List each line of the items below that contains the word "ceiling", with case counting.

(Object pointing dataset rows)
↓↓↓

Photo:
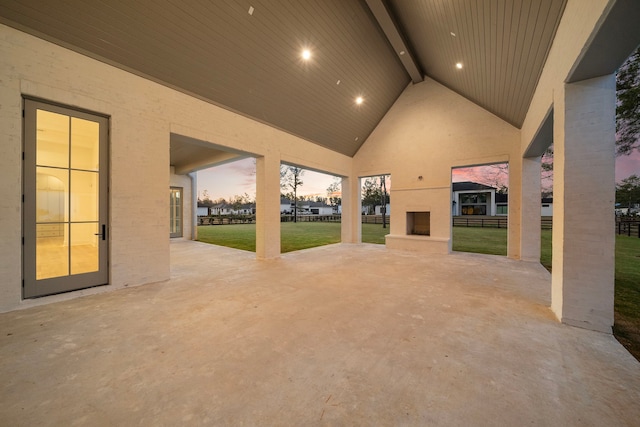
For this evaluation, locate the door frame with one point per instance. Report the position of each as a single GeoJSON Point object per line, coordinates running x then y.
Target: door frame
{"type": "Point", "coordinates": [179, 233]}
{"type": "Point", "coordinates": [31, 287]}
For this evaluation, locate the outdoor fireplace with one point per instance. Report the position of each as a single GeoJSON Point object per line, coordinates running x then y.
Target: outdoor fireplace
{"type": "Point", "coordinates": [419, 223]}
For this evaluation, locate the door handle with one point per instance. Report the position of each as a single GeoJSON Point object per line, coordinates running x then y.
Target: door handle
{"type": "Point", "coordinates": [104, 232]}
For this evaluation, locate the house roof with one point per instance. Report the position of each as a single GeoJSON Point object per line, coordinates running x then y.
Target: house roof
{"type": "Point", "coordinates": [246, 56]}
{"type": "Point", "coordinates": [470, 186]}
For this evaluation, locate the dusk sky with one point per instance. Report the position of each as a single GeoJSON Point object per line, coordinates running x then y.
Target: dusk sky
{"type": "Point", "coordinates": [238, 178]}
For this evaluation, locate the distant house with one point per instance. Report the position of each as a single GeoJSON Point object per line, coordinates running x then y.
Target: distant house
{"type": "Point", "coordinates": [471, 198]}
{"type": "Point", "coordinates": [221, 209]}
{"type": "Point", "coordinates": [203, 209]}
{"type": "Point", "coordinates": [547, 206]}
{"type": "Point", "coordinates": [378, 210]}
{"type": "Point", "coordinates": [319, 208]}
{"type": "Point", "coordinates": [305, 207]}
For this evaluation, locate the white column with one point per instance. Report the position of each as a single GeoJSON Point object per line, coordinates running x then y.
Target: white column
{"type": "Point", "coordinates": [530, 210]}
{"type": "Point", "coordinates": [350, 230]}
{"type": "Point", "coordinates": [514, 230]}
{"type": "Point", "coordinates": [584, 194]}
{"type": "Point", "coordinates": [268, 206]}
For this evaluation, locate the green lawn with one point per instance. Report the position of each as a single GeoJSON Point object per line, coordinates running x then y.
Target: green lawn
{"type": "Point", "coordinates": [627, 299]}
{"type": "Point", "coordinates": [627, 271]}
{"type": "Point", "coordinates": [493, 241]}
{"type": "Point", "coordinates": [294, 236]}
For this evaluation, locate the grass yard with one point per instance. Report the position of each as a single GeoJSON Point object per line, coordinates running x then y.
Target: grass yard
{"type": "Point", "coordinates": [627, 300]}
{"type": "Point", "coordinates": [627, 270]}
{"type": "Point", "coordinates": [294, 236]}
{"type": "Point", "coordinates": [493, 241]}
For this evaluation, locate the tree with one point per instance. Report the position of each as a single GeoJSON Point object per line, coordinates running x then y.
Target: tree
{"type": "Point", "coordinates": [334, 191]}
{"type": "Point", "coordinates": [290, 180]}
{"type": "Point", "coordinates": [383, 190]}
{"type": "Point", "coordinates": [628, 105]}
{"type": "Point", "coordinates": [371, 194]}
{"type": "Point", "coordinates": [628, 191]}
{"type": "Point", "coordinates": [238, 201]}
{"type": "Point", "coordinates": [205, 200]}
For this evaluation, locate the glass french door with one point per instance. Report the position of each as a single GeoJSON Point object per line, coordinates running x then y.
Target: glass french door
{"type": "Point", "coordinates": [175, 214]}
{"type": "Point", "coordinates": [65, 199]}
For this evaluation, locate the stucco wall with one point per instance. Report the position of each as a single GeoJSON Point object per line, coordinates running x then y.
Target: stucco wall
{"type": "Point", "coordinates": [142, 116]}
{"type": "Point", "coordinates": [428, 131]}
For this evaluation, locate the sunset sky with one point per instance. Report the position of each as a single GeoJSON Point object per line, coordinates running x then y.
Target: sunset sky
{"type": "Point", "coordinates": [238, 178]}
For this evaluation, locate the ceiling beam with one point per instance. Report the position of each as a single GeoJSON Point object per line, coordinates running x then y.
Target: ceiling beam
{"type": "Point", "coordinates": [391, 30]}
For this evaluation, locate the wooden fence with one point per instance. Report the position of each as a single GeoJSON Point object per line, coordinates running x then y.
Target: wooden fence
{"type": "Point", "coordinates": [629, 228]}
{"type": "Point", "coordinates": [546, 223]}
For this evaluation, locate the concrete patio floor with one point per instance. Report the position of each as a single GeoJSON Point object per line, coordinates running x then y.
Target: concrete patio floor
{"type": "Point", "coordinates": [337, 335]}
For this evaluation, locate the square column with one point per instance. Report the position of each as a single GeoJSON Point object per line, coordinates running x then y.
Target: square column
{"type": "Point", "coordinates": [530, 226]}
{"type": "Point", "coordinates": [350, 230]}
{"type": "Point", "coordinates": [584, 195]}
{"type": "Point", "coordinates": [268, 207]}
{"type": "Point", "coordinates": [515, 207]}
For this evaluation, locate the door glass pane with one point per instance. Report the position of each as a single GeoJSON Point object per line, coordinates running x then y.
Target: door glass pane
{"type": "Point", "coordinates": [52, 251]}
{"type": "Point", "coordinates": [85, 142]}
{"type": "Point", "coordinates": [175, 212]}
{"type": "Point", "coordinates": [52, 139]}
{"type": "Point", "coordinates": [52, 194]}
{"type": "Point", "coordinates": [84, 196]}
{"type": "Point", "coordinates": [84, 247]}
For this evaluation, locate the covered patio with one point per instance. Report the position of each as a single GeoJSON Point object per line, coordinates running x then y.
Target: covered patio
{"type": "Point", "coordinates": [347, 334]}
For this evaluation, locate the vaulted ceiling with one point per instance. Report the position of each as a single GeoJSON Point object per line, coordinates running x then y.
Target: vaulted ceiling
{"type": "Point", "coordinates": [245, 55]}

↑↑↑
↓↓↓

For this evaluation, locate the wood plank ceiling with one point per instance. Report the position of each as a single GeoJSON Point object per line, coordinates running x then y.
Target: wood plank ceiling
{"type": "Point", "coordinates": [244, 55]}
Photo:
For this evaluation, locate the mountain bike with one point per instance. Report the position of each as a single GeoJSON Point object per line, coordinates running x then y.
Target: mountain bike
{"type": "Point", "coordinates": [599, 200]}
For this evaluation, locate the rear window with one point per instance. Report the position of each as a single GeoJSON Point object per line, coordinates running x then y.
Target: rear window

↑↑↑

> [Written response]:
For this evaluation, locate the ceiling beam with one point per instance. Report the position of each as a single GeoJSON Point object per line, coordinates running x then y.
Target: ceiling beam
For this evaluation, locate the vaulted ceiling with one point per instance. Report the position of each as a single GeoJSON Point object per line, coordinates running x then y.
Target: vaulted ceiling
For this evaluation, locate the wood plank ceiling with one point per instance. Report the position of each as a single GeoJSON Point object per line, coordinates running x then y.
Target: wood plank ceiling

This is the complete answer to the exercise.